# THE PROBLEM:
Copy the lines of the items below without any change, from the line with "For every instance of the flooded" to the end of the items, including both ends.
++++++++++
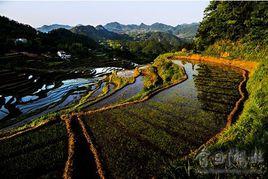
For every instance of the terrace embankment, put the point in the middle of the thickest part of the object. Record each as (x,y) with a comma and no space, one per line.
(247,68)
(83,160)
(36,153)
(250,66)
(167,125)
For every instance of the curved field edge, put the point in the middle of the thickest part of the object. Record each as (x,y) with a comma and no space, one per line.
(250,129)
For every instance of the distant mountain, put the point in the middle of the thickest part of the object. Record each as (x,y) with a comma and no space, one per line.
(11,29)
(48,28)
(186,31)
(98,33)
(161,37)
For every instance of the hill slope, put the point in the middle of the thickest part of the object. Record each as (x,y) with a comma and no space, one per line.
(97,33)
(186,31)
(48,28)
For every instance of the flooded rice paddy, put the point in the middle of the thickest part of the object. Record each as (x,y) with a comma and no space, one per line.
(142,140)
(23,93)
(136,141)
++++++++++
# FINISHED ANSWER:
For every instance of the flooded rice paddy, put the point in the middle of the thickest part of the object. Record each as (x,y) with a comma and no space, one per line.
(142,140)
(23,93)
(136,141)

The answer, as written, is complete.